Recast every line of the records below as a Markdown table with two columns, "Row" for the row number and "Line" for the line itself, skipping blank lines.

..........

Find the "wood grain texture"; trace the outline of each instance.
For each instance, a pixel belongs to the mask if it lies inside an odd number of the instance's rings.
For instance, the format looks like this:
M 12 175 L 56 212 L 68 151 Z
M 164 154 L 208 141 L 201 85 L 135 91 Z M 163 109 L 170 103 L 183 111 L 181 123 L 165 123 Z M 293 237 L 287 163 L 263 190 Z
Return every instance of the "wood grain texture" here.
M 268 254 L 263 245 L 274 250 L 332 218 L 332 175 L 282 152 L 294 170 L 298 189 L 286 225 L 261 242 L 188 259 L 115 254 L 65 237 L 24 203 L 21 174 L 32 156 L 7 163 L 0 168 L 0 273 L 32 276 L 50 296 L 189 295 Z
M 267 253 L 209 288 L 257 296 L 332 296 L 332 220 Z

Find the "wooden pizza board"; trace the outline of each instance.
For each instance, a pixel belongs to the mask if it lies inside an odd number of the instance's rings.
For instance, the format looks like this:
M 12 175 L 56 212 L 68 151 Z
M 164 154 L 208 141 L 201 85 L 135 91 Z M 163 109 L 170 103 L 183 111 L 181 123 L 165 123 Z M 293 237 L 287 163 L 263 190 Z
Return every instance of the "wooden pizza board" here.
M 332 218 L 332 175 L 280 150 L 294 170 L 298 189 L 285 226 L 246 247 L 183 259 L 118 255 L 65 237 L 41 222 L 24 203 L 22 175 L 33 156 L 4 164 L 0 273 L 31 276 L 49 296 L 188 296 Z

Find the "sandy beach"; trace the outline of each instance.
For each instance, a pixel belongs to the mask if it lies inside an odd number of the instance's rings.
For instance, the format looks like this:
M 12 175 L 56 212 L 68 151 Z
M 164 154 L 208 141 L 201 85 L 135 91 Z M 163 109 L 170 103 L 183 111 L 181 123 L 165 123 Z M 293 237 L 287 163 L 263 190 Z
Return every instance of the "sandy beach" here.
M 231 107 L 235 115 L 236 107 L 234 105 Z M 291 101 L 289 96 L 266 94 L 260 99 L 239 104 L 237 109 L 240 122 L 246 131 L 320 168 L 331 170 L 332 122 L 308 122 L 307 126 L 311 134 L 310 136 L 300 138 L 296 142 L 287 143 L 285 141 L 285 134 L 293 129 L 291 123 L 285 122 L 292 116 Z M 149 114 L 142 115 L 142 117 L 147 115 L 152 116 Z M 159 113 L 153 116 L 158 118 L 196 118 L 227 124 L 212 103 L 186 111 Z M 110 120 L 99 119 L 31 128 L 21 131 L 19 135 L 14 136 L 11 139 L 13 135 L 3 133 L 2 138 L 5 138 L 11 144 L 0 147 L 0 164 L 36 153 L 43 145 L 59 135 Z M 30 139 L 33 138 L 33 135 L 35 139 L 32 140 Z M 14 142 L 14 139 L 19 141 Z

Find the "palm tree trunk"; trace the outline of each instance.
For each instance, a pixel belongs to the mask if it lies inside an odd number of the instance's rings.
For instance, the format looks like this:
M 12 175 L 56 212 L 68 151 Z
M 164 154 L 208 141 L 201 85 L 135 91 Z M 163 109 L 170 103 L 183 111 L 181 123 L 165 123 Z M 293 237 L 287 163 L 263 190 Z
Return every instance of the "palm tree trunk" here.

..........

### Written solution
| Row | Line |
|---|---|
| 1 | Find the "wood grain texture"; trace the outline of each instance. |
| 2 | For each instance, a pixel belongs to the mask if it lies inside an odd number of the instance's rings. |
| 3 | For instance, the format looks like this: |
| 4 | M 12 175 L 56 212 L 68 151 Z |
| 5 | M 164 154 L 208 141 L 201 85 L 135 91 Z M 163 109 L 170 103 L 183 111 L 181 123 L 165 123 Z M 293 237 L 287 163 L 263 190 Z |
| 6 | Return every instance of the "wood grain texture" here. |
| 7 | M 268 254 L 263 245 L 274 250 L 332 218 L 332 175 L 282 152 L 294 170 L 298 189 L 286 225 L 261 242 L 188 259 L 115 254 L 65 237 L 24 203 L 21 174 L 32 156 L 7 163 L 0 168 L 0 273 L 32 276 L 50 296 L 189 295 Z |
| 8 | M 267 253 L 209 288 L 257 296 L 332 296 L 332 220 Z |
| 9 | Find the "wooden pizza board"; trace the outline of each instance. |
| 10 | For each instance, a pixel belongs to the mask if it lies inside an odd number of the instance's rings. |
| 11 | For instance, the format looks like this: |
| 12 | M 12 175 L 56 212 L 68 151 Z |
| 13 | M 164 154 L 208 141 L 201 85 L 135 91 Z M 163 109 L 170 103 L 183 111 L 181 123 L 165 123 Z M 293 237 L 287 163 L 263 190 Z |
| 14 | Return every instance of the "wooden pizza board" here. |
| 15 | M 332 218 L 332 175 L 280 150 L 294 170 L 298 189 L 285 226 L 246 247 L 183 259 L 118 255 L 65 237 L 41 222 L 24 203 L 22 175 L 33 156 L 4 164 L 0 273 L 31 276 L 49 296 L 188 296 Z |
| 16 | Find the "sandy beach"; trace the outline of each instance. |
| 17 | For each instance, a pixel belongs to the mask if it lies inside an odd number of the instance's rings. |
| 18 | For instance, the format looks like this: |
| 19 | M 12 175 L 56 212 L 68 151 Z |
| 20 | M 164 154 L 208 141 L 201 85 L 135 91 Z M 163 109 L 170 103 L 183 111 L 181 123 L 165 123 Z M 293 237 L 287 163 L 263 190 Z |
| 21 | Return every instance of the "sandy beach" here. |
| 22 | M 231 107 L 235 115 L 236 107 L 234 105 Z M 291 101 L 289 96 L 266 94 L 260 99 L 239 104 L 237 109 L 240 122 L 246 131 L 320 168 L 331 170 L 332 122 L 308 122 L 307 126 L 311 134 L 310 136 L 300 138 L 296 142 L 287 143 L 285 141 L 285 134 L 293 129 L 291 123 L 285 122 L 292 116 Z M 149 114 L 142 115 L 142 117 L 147 115 L 152 116 Z M 159 113 L 153 116 L 158 118 L 196 118 L 227 124 L 212 103 L 186 111 Z M 110 120 L 99 119 L 31 128 L 21 131 L 19 135 L 14 136 L 11 139 L 13 135 L 3 133 L 2 138 L 5 138 L 11 144 L 0 147 L 0 164 L 36 153 L 43 145 L 59 135 Z M 30 139 L 33 138 L 33 135 L 35 139 L 32 140 Z M 14 142 L 14 139 L 19 141 Z |
| 23 | Find the "palm tree trunk"; trace the outline of each instance. |
| 24 | For each instance, a pixel belongs to the mask if it lies inside an odd number of the instance's rings. |
| 25 | For instance, the format looks like this: |
| 26 | M 12 175 L 56 212 L 68 151 Z |
| 27 | M 164 154 L 208 141 L 201 85 L 135 91 Z M 163 109 L 170 103 L 183 111 L 181 123 L 165 123 Z M 293 237 L 287 163 L 263 190 Z |
| 28 | Return every instance of the "palm tree trunk" here. |